### INSTRUCTIONS FOR THE TASK
Every record below needs to be retyped exactly as it appears.

### DATA FOR ANALYSIS

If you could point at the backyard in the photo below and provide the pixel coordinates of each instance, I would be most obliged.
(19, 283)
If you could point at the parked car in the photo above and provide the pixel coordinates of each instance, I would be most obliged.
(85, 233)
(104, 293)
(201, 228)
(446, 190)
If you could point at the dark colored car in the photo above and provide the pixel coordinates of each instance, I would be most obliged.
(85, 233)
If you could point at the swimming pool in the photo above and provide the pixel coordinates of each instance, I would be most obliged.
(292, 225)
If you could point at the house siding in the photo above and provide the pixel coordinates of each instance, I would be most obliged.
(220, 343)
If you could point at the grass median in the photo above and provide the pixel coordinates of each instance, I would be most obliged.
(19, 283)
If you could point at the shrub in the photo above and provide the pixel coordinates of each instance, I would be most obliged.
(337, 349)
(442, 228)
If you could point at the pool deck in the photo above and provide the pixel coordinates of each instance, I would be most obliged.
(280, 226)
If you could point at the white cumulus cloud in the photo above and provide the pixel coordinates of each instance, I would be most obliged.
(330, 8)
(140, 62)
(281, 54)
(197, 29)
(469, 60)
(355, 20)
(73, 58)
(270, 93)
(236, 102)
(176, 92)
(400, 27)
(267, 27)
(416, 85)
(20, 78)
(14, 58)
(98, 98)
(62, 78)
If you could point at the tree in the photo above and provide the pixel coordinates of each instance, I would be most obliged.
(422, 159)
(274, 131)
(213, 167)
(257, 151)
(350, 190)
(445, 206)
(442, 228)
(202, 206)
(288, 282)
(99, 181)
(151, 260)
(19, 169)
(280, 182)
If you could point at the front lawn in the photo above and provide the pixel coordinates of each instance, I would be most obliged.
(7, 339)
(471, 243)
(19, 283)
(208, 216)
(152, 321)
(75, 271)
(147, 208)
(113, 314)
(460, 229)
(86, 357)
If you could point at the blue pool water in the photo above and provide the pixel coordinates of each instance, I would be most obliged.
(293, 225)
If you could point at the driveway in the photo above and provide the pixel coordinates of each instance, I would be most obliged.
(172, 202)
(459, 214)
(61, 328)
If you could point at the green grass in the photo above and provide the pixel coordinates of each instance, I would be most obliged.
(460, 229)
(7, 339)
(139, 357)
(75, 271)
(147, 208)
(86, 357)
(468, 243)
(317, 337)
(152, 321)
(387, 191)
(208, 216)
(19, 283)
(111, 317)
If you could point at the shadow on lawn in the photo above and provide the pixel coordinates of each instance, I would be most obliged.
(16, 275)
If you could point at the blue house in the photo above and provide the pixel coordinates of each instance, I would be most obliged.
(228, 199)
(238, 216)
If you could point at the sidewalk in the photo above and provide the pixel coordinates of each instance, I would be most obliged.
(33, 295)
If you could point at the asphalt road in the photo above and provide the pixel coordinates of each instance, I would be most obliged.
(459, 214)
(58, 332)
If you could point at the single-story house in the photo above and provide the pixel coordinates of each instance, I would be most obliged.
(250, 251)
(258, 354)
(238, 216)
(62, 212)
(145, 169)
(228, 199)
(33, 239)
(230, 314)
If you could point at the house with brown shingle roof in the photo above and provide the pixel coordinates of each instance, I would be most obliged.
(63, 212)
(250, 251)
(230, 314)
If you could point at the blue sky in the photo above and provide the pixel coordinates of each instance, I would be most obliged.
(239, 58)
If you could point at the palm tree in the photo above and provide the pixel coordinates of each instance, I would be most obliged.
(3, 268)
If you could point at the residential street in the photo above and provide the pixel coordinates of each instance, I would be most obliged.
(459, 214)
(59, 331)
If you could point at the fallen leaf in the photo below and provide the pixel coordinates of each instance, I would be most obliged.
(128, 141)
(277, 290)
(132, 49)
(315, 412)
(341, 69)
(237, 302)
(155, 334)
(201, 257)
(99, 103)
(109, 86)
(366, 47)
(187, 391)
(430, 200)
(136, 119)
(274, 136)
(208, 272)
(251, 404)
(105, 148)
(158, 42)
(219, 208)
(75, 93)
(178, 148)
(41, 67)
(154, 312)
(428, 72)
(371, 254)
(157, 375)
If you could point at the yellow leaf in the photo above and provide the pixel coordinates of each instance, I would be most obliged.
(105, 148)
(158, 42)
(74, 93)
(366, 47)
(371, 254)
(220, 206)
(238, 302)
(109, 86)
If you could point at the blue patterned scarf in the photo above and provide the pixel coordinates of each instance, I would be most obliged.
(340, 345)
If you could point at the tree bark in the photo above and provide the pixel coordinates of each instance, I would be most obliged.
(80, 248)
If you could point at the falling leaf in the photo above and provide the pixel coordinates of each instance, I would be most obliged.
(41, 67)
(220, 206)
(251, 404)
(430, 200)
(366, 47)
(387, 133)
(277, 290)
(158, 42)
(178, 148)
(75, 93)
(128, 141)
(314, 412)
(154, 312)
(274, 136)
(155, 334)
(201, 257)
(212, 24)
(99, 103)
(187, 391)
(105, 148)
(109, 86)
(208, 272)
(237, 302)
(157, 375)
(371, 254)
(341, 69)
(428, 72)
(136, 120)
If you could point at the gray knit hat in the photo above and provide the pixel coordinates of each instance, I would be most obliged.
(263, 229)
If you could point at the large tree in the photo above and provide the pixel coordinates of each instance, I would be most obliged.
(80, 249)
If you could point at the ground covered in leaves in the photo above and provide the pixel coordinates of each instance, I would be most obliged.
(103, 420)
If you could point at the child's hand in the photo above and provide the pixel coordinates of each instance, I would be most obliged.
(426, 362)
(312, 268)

### WRITTEN SOLUTION
If you could point at the backyard in the photo below and provide the pixel coordinates of each instance, I would be most obliged.
(19, 283)
If you could point at the parked car in the photo above and provide the pixel coordinates of each instance, I would be most obliged.
(85, 233)
(104, 293)
(201, 228)
(446, 190)
If you could point at the dark colored car in the photo above and provide the pixel coordinates of each instance, I would be most obliged.
(85, 233)
If you could point at the swimming pool in the photo above and provide the pixel coordinates of each instance, I would be most obliged.
(292, 225)
If you could point at the house siding in the photo above and provide the pixel coordinates of each instance, I would be most obliged.
(220, 343)
If you could point at the grass median in the photo above and provide the pixel coordinates of each instance, I would be most obliged.
(19, 283)
If you could point at the shrub in the photo above and provide the pixel coordinates of each instance, I would be most obliged.
(337, 349)
(442, 228)
If you could point at the pool deck in the photo above and provide the pixel coordinates of each instance, I would be most obliged.
(280, 226)
If you could point at the white cumulus cloud in the photo above and provide the pixel coordinates of each instance, I would be most obliged.
(330, 8)
(140, 62)
(281, 54)
(197, 29)
(469, 60)
(355, 20)
(73, 58)
(270, 93)
(236, 102)
(176, 92)
(400, 27)
(267, 27)
(416, 85)
(20, 78)
(14, 58)
(98, 98)
(62, 78)
If you could point at the tree in the photo above and provide the pixel coordinates of each instance, I would be most obliged.
(422, 159)
(274, 131)
(213, 167)
(257, 151)
(350, 190)
(445, 206)
(442, 228)
(202, 206)
(288, 282)
(99, 181)
(151, 260)
(19, 169)
(280, 182)
If you could point at the front lawn in the photo above and provide the pixel coordinates of each instance, I would be most obliged.
(7, 339)
(471, 243)
(19, 283)
(208, 216)
(152, 321)
(75, 271)
(147, 208)
(113, 314)
(460, 229)
(86, 357)
If you could point at the blue pool water in the photo above and provide the pixel coordinates of each instance, I would be most obliged.
(293, 225)
If you could point at the driveway in the photo above and provide the pixel coordinates of each instance, I would be most obliged.
(172, 202)
(459, 214)
(61, 328)
If you could point at the green grass in the photo above and provide the pixel coordinates of each instance, I would be most obliged.
(460, 229)
(7, 339)
(139, 357)
(75, 271)
(147, 208)
(86, 357)
(468, 243)
(317, 337)
(152, 321)
(387, 191)
(208, 216)
(19, 283)
(111, 317)
If you could point at the shadow on lawn in the photo above and provide the pixel coordinates of each instance, I would be most obliged.
(16, 275)
If you could point at the blue house in the photo above and provide the pixel coordinates of each instance, I would be most obliged.
(228, 199)
(238, 216)
If you could point at the sidewalk in the photo above and provide the pixel coordinates of each instance, I would be most obliged.
(33, 295)
If you could point at the asphalt road in the photo above and provide the pixel coordinates of each instance, I would be most obliged.
(459, 214)
(58, 332)
If you could point at the single-story house in the photo above and provide the pixel coordinates of each instance, I would be most obliged.
(250, 251)
(258, 354)
(238, 216)
(62, 212)
(145, 169)
(228, 199)
(33, 239)
(230, 314)
If you could point at the house with brown shingle roof in the photo above and provide the pixel coordinates of each instance, I would be most obliged.
(63, 212)
(250, 251)
(230, 314)
If you could point at the blue sky in the photo above and provide the pixel coordinates of each instance, I would be most obliged.
(239, 58)
If you could point at the palm tree in the photo above and provide the pixel coordinates of each instance, I would be most obliged.
(3, 268)
If you could point at the residential street in the photo above and provide the pixel coordinates of each instance, I would be most obliged.
(459, 214)
(59, 331)
If you could point at the fallen leaf in the photo below and provide the pixel coordinates of each instance, I would be most obliged.
(128, 141)
(277, 290)
(132, 49)
(315, 412)
(341, 69)
(237, 302)
(155, 334)
(201, 257)
(99, 103)
(109, 86)
(366, 47)
(187, 391)
(430, 200)
(136, 119)
(274, 136)
(208, 272)
(251, 404)
(105, 148)
(158, 42)
(219, 208)
(75, 93)
(178, 148)
(41, 67)
(154, 312)
(428, 72)
(371, 254)
(157, 375)
If you could point at the yellow leaf in the photo above and provide the pixel coordinates of each instance, I would be most obliged.
(105, 148)
(158, 42)
(74, 93)
(366, 47)
(371, 254)
(220, 206)
(238, 302)
(109, 86)
If you could point at the blue patterned scarf in the photo above and provide the pixel coordinates of each instance, I would be most obliged.
(340, 345)
If you could point at the tree bark in the photo above and provide the pixel coordinates of each instance, I would be most obliged.
(80, 248)
If you could point at the falling leaf in the photo above and provide the pixel coordinates of each instance, I would be most obliged.
(41, 67)
(220, 206)
(251, 404)
(430, 200)
(366, 47)
(387, 133)
(277, 290)
(158, 42)
(178, 148)
(75, 93)
(128, 141)
(314, 412)
(154, 312)
(274, 136)
(155, 334)
(201, 257)
(212, 24)
(99, 103)
(187, 391)
(105, 148)
(109, 86)
(208, 272)
(237, 302)
(157, 375)
(371, 254)
(341, 69)
(428, 72)
(136, 120)
If you could point at the gray knit hat in the photo above and provide the pixel coordinates of each instance, I would be most obliged.
(263, 229)
If you could point at the large tree in the photo above and provide the pixel coordinates of each instance, I would be most obliged.
(80, 249)
If you could point at the ground covered in leaves in the photo above and provide the pixel coordinates of each instance, I would be most obliged.
(103, 420)
If you could point at the child's hand in the photo above and provide the pixel coordinates of each instance, I would be most obliged.
(426, 362)
(312, 268)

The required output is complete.